#### [Problems to work on]
[1] From the new-vs-returning user share problem page, write out the stretch from "#### Step 1: Anchor" through "every downstream month.".
[2] Using the new-vs-returning user share problem page, say whether each statement agrees with it, answering yes or no and quoting the deciding words: (a) The problem is rated medium difficulty. (b) A user with many events in one month is counted only once among active users. (c) The anchor query in Step 1 produces one row per user.

#### [Selection]
*-*-*

# New vs Returning User Share

> Fresh faces versus familiar ones.

Canonical URL: <https://datadriven.io/problems/new_vs_returning_user_share>

Domain: SQL · Difficulty: hard · Seniority: L4

## Problem

A user is 'new' in the month of their very first event in event_data; in every subsequent month they are 'returning'. For each month, compute the ratio of new users and returning users to total active users. Return the month, new user ratio, and returning user ratio.

## Worked solution and explanation

### Why this problem exists in real interviews

Cohort dashboards live on the new-vs-returning split, and the interviewer is checking whether you reach for a materialized anchor CTE instead of a correlated subquery that re-scans 300M rows per user. They also want to hear `COUNT(DISTINCT user_id)`, not `COUNT(*)`, when counting active users, because a user with 30 events in a month still counts once.

---

### Break down the requirements

#### Step 1: Anchor each user to their first month

`SELECT user_id, strftime('%Y-%m', MIN(event_timestamp)) FROM event_data GROUP BY user_id`. One row per user. This is the global truth used by every downstream month.

*-*-*

[Data entries]
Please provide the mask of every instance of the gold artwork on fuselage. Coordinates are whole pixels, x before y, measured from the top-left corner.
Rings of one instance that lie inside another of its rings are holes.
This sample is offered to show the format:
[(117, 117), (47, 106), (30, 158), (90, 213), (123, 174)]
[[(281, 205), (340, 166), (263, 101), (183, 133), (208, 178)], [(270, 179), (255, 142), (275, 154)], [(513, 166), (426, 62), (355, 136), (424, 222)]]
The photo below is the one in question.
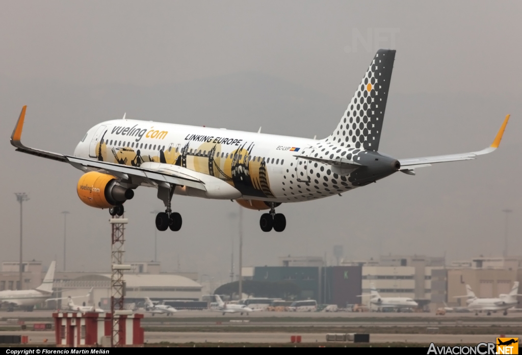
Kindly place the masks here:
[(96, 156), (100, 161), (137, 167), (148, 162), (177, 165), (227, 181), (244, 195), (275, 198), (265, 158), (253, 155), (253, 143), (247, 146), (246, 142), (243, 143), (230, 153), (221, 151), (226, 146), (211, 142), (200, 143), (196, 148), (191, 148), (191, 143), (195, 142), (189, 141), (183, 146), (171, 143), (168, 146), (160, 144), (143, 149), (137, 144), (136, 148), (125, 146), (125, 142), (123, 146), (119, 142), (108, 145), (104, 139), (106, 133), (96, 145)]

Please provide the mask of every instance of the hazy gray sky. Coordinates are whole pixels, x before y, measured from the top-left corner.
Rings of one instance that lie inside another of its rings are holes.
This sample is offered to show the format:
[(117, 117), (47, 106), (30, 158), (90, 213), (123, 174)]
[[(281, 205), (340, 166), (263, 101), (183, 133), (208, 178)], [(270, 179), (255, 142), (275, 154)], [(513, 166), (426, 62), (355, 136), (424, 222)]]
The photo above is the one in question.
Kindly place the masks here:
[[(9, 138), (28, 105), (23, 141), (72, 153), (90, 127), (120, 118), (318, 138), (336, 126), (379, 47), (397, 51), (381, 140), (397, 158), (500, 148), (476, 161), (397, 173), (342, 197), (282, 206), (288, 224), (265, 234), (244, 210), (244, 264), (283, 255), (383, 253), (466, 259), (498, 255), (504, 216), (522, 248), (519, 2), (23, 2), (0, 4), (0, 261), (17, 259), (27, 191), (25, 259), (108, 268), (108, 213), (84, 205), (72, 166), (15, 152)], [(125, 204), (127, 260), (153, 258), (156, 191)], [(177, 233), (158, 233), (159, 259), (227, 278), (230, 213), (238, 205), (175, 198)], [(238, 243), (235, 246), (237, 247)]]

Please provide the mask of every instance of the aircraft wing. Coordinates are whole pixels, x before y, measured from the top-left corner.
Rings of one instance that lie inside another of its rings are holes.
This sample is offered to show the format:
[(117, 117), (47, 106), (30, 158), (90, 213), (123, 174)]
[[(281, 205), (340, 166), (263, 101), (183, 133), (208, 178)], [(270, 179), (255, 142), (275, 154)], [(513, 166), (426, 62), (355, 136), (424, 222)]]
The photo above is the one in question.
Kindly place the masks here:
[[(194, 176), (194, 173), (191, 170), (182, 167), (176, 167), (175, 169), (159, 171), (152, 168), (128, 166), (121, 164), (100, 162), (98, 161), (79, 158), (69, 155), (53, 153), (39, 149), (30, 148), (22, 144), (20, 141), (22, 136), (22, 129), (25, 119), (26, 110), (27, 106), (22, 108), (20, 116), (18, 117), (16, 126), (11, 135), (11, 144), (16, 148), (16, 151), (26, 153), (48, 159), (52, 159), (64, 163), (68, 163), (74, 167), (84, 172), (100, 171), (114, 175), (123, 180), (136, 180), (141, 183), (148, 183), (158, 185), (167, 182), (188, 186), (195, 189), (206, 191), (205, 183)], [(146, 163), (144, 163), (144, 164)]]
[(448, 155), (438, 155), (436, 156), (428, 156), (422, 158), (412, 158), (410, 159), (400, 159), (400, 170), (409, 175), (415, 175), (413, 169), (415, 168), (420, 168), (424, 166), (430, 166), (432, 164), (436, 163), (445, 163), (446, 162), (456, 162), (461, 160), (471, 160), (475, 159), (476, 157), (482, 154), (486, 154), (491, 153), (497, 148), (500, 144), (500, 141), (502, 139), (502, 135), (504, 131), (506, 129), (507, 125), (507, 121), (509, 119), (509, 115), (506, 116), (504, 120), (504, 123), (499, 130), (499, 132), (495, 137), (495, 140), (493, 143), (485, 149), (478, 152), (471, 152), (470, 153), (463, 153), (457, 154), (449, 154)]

*-*-*

#### [Task results]
[1]
#### Step 1: Anchor each user to their first month

`SELECT user_id, strftime('%Y-%m', MIN(event_timestamp)) FROM event_data GROUP BY user_id`. One row per user. This is the global truth used by every downstream month.

[2]
(a) No: "Difficulty: hard"
(b) Yes: "because a user with 30 events in a month still counts once"
(c) Yes: "One row per user."